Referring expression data
=-=-=-=-=
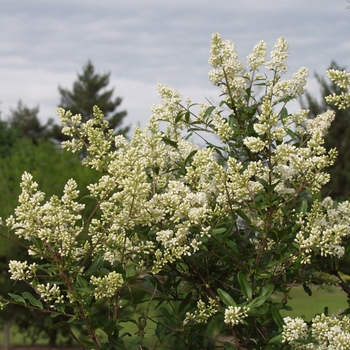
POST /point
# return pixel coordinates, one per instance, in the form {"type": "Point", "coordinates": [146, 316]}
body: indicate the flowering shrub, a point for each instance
{"type": "Point", "coordinates": [203, 243]}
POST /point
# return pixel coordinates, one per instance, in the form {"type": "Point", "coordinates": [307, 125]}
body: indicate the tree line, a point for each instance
{"type": "Point", "coordinates": [27, 144]}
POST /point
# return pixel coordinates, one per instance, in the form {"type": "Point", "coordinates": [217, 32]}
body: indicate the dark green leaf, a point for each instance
{"type": "Point", "coordinates": [169, 142]}
{"type": "Point", "coordinates": [267, 290]}
{"type": "Point", "coordinates": [96, 264]}
{"type": "Point", "coordinates": [226, 298]}
{"type": "Point", "coordinates": [208, 112]}
{"type": "Point", "coordinates": [161, 331]}
{"type": "Point", "coordinates": [58, 325]}
{"type": "Point", "coordinates": [257, 302]}
{"type": "Point", "coordinates": [136, 341]}
{"type": "Point", "coordinates": [82, 282]}
{"type": "Point", "coordinates": [277, 317]}
{"type": "Point", "coordinates": [17, 298]}
{"type": "Point", "coordinates": [32, 300]}
{"type": "Point", "coordinates": [245, 286]}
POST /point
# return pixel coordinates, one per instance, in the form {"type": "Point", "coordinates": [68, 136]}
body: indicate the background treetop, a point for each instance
{"type": "Point", "coordinates": [338, 135]}
{"type": "Point", "coordinates": [90, 89]}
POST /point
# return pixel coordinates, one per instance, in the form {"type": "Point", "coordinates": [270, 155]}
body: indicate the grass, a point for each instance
{"type": "Point", "coordinates": [303, 306]}
{"type": "Point", "coordinates": [307, 307]}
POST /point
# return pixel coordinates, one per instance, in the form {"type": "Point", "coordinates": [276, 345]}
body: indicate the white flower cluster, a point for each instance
{"type": "Point", "coordinates": [203, 312]}
{"type": "Point", "coordinates": [258, 57]}
{"type": "Point", "coordinates": [21, 270]}
{"type": "Point", "coordinates": [107, 286]}
{"type": "Point", "coordinates": [236, 314]}
{"type": "Point", "coordinates": [50, 292]}
{"type": "Point", "coordinates": [342, 79]}
{"type": "Point", "coordinates": [227, 67]}
{"type": "Point", "coordinates": [323, 230]}
{"type": "Point", "coordinates": [327, 332]}
{"type": "Point", "coordinates": [293, 330]}
{"type": "Point", "coordinates": [53, 222]}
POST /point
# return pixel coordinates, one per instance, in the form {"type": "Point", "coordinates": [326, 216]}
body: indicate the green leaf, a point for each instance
{"type": "Point", "coordinates": [226, 298]}
{"type": "Point", "coordinates": [32, 300]}
{"type": "Point", "coordinates": [189, 157]}
{"type": "Point", "coordinates": [82, 282]}
{"type": "Point", "coordinates": [169, 142]}
{"type": "Point", "coordinates": [178, 117]}
{"type": "Point", "coordinates": [284, 113]}
{"type": "Point", "coordinates": [161, 331]}
{"type": "Point", "coordinates": [241, 213]}
{"type": "Point", "coordinates": [208, 112]}
{"type": "Point", "coordinates": [267, 290]}
{"type": "Point", "coordinates": [136, 341]}
{"type": "Point", "coordinates": [96, 264]}
{"type": "Point", "coordinates": [87, 344]}
{"type": "Point", "coordinates": [277, 317]}
{"type": "Point", "coordinates": [303, 207]}
{"type": "Point", "coordinates": [245, 286]}
{"type": "Point", "coordinates": [276, 339]}
{"type": "Point", "coordinates": [185, 302]}
{"type": "Point", "coordinates": [257, 302]}
{"type": "Point", "coordinates": [17, 298]}
{"type": "Point", "coordinates": [58, 325]}
{"type": "Point", "coordinates": [216, 231]}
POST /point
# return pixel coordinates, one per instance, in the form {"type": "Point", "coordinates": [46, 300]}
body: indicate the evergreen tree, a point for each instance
{"type": "Point", "coordinates": [26, 120]}
{"type": "Point", "coordinates": [337, 137]}
{"type": "Point", "coordinates": [89, 90]}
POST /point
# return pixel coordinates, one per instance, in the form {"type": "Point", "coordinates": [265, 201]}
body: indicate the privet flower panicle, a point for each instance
{"type": "Point", "coordinates": [203, 312]}
{"type": "Point", "coordinates": [227, 68]}
{"type": "Point", "coordinates": [279, 56]}
{"type": "Point", "coordinates": [107, 286]}
{"type": "Point", "coordinates": [293, 330]}
{"type": "Point", "coordinates": [236, 314]}
{"type": "Point", "coordinates": [323, 230]}
{"type": "Point", "coordinates": [328, 332]}
{"type": "Point", "coordinates": [50, 292]}
{"type": "Point", "coordinates": [258, 57]}
{"type": "Point", "coordinates": [341, 79]}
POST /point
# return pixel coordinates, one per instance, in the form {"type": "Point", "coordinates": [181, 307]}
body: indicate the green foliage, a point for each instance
{"type": "Point", "coordinates": [338, 136]}
{"type": "Point", "coordinates": [196, 247]}
{"type": "Point", "coordinates": [26, 120]}
{"type": "Point", "coordinates": [52, 168]}
{"type": "Point", "coordinates": [90, 90]}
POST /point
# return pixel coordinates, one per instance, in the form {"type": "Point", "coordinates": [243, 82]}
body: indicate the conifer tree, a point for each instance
{"type": "Point", "coordinates": [26, 120]}
{"type": "Point", "coordinates": [338, 135]}
{"type": "Point", "coordinates": [91, 89]}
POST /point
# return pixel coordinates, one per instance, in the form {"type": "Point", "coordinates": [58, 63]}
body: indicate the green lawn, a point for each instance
{"type": "Point", "coordinates": [304, 305]}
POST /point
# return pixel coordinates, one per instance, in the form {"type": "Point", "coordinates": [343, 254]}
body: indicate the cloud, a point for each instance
{"type": "Point", "coordinates": [45, 44]}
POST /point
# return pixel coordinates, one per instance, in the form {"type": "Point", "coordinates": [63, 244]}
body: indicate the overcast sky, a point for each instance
{"type": "Point", "coordinates": [44, 44]}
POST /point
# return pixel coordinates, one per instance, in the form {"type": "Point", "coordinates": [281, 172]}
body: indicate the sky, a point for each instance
{"type": "Point", "coordinates": [44, 44]}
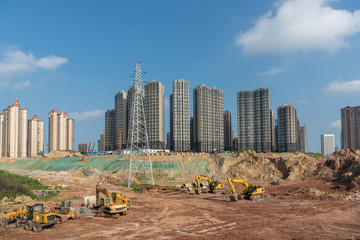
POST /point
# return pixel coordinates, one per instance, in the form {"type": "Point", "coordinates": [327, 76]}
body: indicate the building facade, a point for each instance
{"type": "Point", "coordinates": [254, 130]}
{"type": "Point", "coordinates": [227, 131]}
{"type": "Point", "coordinates": [155, 114]}
{"type": "Point", "coordinates": [287, 129]}
{"type": "Point", "coordinates": [180, 116]}
{"type": "Point", "coordinates": [84, 147]}
{"type": "Point", "coordinates": [208, 119]}
{"type": "Point", "coordinates": [350, 127]}
{"type": "Point", "coordinates": [327, 144]}
{"type": "Point", "coordinates": [302, 139]}
{"type": "Point", "coordinates": [61, 131]}
{"type": "Point", "coordinates": [35, 137]}
{"type": "Point", "coordinates": [120, 121]}
{"type": "Point", "coordinates": [13, 133]}
{"type": "Point", "coordinates": [109, 130]}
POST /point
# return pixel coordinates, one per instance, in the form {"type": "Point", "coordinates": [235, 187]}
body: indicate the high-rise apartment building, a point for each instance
{"type": "Point", "coordinates": [61, 131]}
{"type": "Point", "coordinates": [101, 143]}
{"type": "Point", "coordinates": [208, 119]}
{"type": "Point", "coordinates": [35, 137]}
{"type": "Point", "coordinates": [287, 129]}
{"type": "Point", "coordinates": [327, 144]}
{"type": "Point", "coordinates": [13, 131]}
{"type": "Point", "coordinates": [272, 129]}
{"type": "Point", "coordinates": [254, 130]}
{"type": "Point", "coordinates": [155, 114]}
{"type": "Point", "coordinates": [180, 116]}
{"type": "Point", "coordinates": [84, 147]}
{"type": "Point", "coordinates": [350, 127]}
{"type": "Point", "coordinates": [120, 121]}
{"type": "Point", "coordinates": [227, 130]}
{"type": "Point", "coordinates": [109, 130]}
{"type": "Point", "coordinates": [302, 139]}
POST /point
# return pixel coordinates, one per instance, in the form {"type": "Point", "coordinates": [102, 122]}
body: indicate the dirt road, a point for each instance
{"type": "Point", "coordinates": [166, 214]}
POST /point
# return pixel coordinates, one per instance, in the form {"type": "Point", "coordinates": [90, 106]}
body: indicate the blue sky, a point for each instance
{"type": "Point", "coordinates": [76, 55]}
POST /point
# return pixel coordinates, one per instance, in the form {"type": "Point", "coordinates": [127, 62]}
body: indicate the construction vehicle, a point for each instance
{"type": "Point", "coordinates": [16, 217]}
{"type": "Point", "coordinates": [37, 218]}
{"type": "Point", "coordinates": [119, 197]}
{"type": "Point", "coordinates": [250, 192]}
{"type": "Point", "coordinates": [107, 206]}
{"type": "Point", "coordinates": [213, 185]}
{"type": "Point", "coordinates": [65, 211]}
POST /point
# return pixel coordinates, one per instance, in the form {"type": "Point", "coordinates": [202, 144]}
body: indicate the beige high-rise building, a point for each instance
{"type": "Point", "coordinates": [350, 127]}
{"type": "Point", "coordinates": [13, 134]}
{"type": "Point", "coordinates": [61, 131]}
{"type": "Point", "coordinates": [180, 123]}
{"type": "Point", "coordinates": [84, 147]}
{"type": "Point", "coordinates": [287, 129]}
{"type": "Point", "coordinates": [154, 114]}
{"type": "Point", "coordinates": [35, 137]}
{"type": "Point", "coordinates": [227, 131]}
{"type": "Point", "coordinates": [208, 119]}
{"type": "Point", "coordinates": [120, 120]}
{"type": "Point", "coordinates": [302, 139]}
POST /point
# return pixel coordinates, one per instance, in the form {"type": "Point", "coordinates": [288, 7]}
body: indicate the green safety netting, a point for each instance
{"type": "Point", "coordinates": [102, 163]}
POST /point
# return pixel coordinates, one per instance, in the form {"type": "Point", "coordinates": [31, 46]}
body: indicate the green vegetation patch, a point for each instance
{"type": "Point", "coordinates": [13, 185]}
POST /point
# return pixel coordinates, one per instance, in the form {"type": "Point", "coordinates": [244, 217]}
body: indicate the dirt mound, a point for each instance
{"type": "Point", "coordinates": [62, 154]}
{"type": "Point", "coordinates": [265, 166]}
{"type": "Point", "coordinates": [344, 166]}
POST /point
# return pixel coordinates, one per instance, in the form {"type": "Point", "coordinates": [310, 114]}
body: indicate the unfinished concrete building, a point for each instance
{"type": "Point", "coordinates": [208, 119]}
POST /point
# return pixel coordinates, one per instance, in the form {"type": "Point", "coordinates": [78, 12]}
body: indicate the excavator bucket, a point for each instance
{"type": "Point", "coordinates": [233, 197]}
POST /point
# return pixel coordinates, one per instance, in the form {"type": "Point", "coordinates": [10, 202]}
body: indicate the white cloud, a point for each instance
{"type": "Point", "coordinates": [13, 62]}
{"type": "Point", "coordinates": [343, 87]}
{"type": "Point", "coordinates": [87, 115]}
{"type": "Point", "coordinates": [272, 71]}
{"type": "Point", "coordinates": [22, 85]}
{"type": "Point", "coordinates": [335, 124]}
{"type": "Point", "coordinates": [300, 25]}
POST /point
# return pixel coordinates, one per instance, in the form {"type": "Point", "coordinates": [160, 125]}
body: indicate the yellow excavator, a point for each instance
{"type": "Point", "coordinates": [250, 192]}
{"type": "Point", "coordinates": [65, 211]}
{"type": "Point", "coordinates": [213, 185]}
{"type": "Point", "coordinates": [16, 217]}
{"type": "Point", "coordinates": [37, 218]}
{"type": "Point", "coordinates": [119, 197]}
{"type": "Point", "coordinates": [107, 206]}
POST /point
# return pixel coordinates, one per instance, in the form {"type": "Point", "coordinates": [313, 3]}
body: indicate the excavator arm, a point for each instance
{"type": "Point", "coordinates": [100, 189]}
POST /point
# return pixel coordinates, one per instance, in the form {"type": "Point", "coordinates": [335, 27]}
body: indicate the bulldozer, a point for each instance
{"type": "Point", "coordinates": [16, 217]}
{"type": "Point", "coordinates": [118, 197]}
{"type": "Point", "coordinates": [250, 192]}
{"type": "Point", "coordinates": [37, 218]}
{"type": "Point", "coordinates": [107, 207]}
{"type": "Point", "coordinates": [213, 185]}
{"type": "Point", "coordinates": [65, 211]}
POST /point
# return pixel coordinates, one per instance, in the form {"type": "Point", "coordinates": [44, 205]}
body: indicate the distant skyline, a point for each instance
{"type": "Point", "coordinates": [76, 55]}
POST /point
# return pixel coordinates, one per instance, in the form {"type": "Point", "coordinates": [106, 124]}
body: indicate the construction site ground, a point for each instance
{"type": "Point", "coordinates": [302, 209]}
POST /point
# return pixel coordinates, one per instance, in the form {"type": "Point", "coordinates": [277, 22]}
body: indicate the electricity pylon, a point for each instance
{"type": "Point", "coordinates": [140, 165]}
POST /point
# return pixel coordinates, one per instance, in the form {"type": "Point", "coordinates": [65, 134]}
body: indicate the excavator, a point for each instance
{"type": "Point", "coordinates": [119, 197]}
{"type": "Point", "coordinates": [213, 185]}
{"type": "Point", "coordinates": [37, 218]}
{"type": "Point", "coordinates": [65, 211]}
{"type": "Point", "coordinates": [107, 206]}
{"type": "Point", "coordinates": [16, 217]}
{"type": "Point", "coordinates": [250, 192]}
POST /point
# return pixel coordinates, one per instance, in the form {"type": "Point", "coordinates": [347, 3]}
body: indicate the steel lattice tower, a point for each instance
{"type": "Point", "coordinates": [140, 165]}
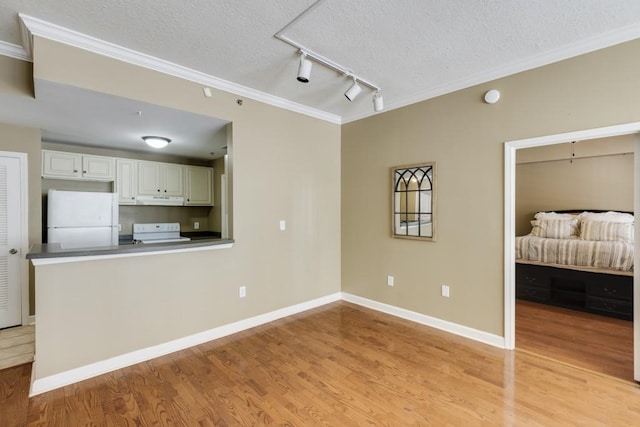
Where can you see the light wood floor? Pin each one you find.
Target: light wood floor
(338, 365)
(598, 343)
(16, 346)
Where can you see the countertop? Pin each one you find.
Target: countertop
(54, 250)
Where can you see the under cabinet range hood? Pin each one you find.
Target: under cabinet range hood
(160, 200)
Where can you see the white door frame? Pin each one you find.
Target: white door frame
(24, 231)
(510, 148)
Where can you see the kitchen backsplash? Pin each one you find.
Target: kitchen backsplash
(185, 215)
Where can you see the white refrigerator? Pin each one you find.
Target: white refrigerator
(81, 219)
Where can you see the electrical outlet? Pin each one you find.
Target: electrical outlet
(445, 291)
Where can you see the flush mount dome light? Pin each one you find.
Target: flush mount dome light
(156, 141)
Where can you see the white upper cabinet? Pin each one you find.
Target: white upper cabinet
(98, 167)
(199, 186)
(126, 181)
(63, 165)
(166, 179)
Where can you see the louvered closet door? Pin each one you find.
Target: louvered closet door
(10, 251)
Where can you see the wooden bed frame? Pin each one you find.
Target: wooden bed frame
(600, 291)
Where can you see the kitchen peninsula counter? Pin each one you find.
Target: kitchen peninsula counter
(53, 253)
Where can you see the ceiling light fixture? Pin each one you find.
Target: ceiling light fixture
(304, 69)
(378, 102)
(306, 56)
(353, 91)
(156, 141)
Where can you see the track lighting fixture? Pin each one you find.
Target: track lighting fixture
(378, 102)
(306, 56)
(304, 68)
(353, 91)
(156, 141)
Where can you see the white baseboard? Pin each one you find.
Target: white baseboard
(62, 379)
(423, 319)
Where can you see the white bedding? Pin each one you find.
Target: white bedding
(614, 255)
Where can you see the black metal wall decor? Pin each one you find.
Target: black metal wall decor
(414, 192)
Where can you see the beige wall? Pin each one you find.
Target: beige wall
(285, 166)
(466, 138)
(595, 174)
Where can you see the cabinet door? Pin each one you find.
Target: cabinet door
(126, 181)
(149, 178)
(58, 164)
(98, 167)
(199, 188)
(172, 178)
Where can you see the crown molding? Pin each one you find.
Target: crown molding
(33, 26)
(40, 28)
(582, 47)
(14, 51)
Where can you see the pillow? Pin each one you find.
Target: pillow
(606, 231)
(553, 215)
(606, 217)
(555, 228)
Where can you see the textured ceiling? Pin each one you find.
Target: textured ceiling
(412, 49)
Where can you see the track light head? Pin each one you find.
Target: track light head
(378, 102)
(353, 90)
(304, 68)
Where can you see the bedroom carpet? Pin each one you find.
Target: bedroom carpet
(597, 343)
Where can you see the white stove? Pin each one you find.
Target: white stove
(160, 232)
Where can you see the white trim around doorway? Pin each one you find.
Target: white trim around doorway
(24, 232)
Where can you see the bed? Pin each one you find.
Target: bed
(581, 260)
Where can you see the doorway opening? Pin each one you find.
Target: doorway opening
(510, 216)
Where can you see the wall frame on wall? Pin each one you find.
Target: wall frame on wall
(413, 202)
=-=-=-=-=
• [PROBLEM DETAILS]:
Copy the entries above exactly, but only from the line holding "Target: black metal wall decor" through the line holding "Where can you see the cabinet", both included.

• [OUTPUT OF THE TASK]:
Target: black metal wall decor
(414, 192)
Where can you see the beige wall? Pin each one you find.
Target: beige wall
(285, 166)
(466, 138)
(595, 174)
Where can you see the cabinet door? Pin each one you find.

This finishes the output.